* **Given data**
* * * * * * *

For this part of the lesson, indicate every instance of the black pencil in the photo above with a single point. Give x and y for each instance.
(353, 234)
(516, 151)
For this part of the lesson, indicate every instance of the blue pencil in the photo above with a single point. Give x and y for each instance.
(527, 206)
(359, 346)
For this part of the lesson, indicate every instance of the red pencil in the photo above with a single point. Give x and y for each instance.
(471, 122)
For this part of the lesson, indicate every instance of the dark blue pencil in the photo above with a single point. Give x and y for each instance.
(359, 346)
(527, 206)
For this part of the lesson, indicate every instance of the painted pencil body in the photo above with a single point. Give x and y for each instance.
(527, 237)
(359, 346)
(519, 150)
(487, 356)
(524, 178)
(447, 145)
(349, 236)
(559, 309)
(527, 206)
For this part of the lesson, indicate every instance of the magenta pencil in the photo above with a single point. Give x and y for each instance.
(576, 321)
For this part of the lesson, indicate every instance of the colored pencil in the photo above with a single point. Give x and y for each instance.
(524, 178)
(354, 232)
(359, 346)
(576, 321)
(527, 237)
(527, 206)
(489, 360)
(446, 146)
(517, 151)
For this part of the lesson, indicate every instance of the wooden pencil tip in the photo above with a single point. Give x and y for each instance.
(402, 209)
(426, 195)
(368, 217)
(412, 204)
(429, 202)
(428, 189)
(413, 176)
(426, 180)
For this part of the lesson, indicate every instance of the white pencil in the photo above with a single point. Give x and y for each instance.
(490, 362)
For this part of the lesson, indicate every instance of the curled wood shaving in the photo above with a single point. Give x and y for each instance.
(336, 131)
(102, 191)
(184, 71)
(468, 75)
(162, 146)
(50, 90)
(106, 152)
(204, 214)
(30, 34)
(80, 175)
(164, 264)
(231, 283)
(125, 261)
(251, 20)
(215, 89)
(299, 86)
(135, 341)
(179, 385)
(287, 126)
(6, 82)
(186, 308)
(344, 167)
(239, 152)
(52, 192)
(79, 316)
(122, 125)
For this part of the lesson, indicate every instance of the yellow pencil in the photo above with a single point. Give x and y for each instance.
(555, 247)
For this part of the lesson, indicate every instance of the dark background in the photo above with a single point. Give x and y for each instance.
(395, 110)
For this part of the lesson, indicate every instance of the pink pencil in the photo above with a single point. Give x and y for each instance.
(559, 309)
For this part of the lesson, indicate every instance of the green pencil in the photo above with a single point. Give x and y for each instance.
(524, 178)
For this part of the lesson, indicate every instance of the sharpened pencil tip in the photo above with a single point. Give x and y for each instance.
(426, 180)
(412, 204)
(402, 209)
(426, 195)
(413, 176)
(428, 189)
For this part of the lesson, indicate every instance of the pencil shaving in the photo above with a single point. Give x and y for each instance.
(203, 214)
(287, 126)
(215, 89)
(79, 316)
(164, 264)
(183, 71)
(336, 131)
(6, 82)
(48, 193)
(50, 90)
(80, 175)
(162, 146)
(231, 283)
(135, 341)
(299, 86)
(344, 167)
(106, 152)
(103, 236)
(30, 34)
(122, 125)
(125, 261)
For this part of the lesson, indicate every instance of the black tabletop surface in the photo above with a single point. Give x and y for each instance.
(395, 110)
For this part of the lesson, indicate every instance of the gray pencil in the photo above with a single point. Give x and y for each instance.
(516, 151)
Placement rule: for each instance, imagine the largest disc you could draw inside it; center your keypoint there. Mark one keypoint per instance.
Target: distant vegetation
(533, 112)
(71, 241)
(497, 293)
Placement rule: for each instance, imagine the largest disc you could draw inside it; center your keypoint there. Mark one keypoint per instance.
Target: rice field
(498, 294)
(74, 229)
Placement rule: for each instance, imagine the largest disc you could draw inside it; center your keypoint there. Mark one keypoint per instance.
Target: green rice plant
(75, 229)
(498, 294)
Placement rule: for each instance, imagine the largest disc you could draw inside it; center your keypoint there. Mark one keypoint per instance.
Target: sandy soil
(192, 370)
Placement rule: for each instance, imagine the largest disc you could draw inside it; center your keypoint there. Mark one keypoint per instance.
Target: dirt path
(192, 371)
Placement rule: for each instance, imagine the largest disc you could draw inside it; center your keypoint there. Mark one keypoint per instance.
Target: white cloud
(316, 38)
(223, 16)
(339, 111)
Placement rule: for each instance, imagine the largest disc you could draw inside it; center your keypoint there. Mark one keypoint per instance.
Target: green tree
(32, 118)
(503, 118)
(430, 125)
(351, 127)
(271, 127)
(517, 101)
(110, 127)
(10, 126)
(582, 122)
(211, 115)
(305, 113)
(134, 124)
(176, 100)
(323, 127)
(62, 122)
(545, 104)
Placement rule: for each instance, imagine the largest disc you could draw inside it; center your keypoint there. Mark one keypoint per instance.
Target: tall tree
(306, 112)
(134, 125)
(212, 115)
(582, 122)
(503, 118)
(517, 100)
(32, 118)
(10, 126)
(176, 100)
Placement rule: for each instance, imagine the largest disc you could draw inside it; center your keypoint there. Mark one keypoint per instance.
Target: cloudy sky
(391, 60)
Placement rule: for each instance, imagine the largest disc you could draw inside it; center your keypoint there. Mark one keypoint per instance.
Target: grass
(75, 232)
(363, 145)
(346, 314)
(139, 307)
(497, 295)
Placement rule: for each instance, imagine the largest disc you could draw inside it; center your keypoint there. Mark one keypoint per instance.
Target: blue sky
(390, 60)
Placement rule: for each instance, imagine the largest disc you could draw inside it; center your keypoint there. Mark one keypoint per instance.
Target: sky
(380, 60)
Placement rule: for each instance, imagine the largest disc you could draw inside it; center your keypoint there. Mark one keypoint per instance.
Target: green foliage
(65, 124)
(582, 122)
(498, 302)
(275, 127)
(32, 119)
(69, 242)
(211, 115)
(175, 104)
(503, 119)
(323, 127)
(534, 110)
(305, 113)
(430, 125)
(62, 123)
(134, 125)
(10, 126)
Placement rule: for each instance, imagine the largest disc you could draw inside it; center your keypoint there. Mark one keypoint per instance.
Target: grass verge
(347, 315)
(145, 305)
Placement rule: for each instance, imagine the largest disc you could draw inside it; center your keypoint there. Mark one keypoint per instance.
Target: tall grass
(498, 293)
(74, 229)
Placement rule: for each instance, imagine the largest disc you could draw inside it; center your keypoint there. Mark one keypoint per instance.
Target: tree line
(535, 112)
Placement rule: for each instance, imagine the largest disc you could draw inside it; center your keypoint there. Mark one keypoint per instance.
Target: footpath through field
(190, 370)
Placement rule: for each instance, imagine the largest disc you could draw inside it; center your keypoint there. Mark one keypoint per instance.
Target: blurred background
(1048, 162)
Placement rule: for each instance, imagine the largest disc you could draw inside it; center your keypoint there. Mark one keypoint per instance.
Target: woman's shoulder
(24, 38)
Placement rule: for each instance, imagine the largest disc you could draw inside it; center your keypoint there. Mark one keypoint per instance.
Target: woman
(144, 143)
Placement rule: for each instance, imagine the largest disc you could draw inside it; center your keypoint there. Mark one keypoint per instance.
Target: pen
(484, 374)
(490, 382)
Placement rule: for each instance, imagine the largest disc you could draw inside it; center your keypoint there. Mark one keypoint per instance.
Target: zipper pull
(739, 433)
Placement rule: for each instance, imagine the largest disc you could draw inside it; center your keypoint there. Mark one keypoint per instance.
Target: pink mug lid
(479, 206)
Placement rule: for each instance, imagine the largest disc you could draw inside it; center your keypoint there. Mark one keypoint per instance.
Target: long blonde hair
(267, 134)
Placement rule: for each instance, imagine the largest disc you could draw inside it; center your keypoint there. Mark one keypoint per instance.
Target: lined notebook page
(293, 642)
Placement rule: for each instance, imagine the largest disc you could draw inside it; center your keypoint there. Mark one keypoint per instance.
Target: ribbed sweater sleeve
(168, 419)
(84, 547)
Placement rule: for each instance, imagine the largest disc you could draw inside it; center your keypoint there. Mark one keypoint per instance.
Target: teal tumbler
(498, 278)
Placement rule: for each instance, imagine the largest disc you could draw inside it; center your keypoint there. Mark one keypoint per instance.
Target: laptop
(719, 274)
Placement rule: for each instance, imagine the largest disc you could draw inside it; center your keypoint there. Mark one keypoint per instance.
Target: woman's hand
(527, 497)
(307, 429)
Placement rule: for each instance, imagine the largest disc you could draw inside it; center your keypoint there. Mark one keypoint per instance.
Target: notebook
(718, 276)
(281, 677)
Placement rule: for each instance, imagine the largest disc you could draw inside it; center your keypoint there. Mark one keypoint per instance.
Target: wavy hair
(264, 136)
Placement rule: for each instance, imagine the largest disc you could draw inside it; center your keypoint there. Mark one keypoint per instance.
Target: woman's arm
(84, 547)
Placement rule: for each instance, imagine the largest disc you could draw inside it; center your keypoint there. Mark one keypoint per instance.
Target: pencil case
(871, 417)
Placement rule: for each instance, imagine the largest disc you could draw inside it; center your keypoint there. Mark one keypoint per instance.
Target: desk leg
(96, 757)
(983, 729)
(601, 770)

* * * * * * *

* **Task goal**
Collect every line of the items above that contains the string "field", and list those lines in their original order.

* **Solution to the exercise**
Target: rice field
Target: footpath through field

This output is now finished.